-- begin Excerpted data --
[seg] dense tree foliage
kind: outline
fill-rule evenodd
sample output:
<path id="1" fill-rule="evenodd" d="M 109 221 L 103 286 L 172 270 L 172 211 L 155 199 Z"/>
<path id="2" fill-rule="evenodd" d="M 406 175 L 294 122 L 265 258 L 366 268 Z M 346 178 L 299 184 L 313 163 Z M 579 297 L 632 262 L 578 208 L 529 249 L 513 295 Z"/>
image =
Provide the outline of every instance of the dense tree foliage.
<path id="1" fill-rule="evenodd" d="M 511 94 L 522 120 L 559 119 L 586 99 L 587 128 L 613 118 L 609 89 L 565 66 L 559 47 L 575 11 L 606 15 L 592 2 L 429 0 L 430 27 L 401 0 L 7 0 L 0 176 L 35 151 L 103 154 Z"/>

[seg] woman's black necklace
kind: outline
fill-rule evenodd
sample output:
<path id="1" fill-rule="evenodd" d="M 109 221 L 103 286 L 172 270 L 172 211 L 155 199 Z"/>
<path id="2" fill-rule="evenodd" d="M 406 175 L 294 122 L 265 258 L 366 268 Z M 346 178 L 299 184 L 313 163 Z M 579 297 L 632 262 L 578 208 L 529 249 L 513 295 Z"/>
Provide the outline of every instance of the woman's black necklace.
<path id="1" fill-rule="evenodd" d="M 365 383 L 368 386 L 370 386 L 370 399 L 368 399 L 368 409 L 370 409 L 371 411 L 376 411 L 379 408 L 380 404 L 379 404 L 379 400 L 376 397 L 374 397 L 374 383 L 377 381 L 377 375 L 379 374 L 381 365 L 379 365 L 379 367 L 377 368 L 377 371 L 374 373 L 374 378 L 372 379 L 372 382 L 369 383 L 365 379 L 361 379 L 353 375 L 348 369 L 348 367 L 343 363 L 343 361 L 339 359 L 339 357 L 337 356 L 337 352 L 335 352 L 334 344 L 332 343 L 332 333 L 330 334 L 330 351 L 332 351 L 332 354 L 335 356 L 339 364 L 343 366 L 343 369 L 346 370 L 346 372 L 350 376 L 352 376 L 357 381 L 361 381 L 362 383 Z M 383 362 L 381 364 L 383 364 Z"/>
-- end Excerpted data --
- **Exercise directions**
Reproduce the lines of the data above, starting with the line containing "[seg] woman's black necklace" and ending with the line containing "Provide the outline of every instance of the woman's", both included.

- **Correct answer**
[seg] woman's black necklace
kind: outline
fill-rule evenodd
sample output:
<path id="1" fill-rule="evenodd" d="M 109 221 L 103 286 L 172 270 L 172 211 L 155 199 Z"/>
<path id="2" fill-rule="evenodd" d="M 406 175 L 294 122 L 265 258 L 366 268 Z M 346 178 L 299 184 L 313 163 Z M 579 297 L 632 262 L 578 208 L 529 249 L 513 295 Z"/>
Provide the outline of every instance of the woman's black necklace.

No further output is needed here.